## INFORMATION SHOWN
---

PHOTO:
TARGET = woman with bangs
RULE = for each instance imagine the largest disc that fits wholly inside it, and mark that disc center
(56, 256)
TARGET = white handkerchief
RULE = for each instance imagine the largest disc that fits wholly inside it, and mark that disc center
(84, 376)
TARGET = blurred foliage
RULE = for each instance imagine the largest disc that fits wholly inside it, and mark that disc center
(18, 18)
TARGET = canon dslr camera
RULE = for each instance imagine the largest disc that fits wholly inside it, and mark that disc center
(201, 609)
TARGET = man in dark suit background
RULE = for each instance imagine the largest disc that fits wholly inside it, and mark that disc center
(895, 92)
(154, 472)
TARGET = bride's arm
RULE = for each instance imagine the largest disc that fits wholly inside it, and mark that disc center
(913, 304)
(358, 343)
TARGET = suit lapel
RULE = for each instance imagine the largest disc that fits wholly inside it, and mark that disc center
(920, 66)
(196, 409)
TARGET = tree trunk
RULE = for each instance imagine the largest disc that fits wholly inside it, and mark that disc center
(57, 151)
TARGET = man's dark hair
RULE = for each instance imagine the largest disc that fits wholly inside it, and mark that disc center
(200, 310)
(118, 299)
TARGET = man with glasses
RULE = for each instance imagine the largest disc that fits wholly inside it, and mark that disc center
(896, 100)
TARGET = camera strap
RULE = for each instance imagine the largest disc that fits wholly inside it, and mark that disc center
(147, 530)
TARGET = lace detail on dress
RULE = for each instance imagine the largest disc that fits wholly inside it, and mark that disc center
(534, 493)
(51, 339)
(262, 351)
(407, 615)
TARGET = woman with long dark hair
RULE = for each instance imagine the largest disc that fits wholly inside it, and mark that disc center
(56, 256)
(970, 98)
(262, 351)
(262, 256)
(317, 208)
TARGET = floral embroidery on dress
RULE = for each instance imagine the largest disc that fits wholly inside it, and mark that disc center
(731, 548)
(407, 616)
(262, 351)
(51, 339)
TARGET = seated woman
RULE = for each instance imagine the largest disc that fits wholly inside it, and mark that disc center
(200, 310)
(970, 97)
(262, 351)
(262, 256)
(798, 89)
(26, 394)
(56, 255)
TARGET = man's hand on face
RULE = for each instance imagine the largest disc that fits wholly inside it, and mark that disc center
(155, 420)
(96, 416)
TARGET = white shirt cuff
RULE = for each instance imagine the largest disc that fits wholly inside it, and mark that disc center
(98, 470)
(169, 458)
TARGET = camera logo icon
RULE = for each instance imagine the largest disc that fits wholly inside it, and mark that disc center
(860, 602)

---

## YOUR OBJECTIVE
Reproduce every line of the material from the line containing "TARGET = camera logo icon" through the end of the material. Add 58 to each number in the point coordinates and keep all other lines unchanged.

## ANSWER IN FULL
TARGET = camera logo icon
RULE = for each instance imagine the largest disc that fits wholly inside it, and mark that disc center
(918, 660)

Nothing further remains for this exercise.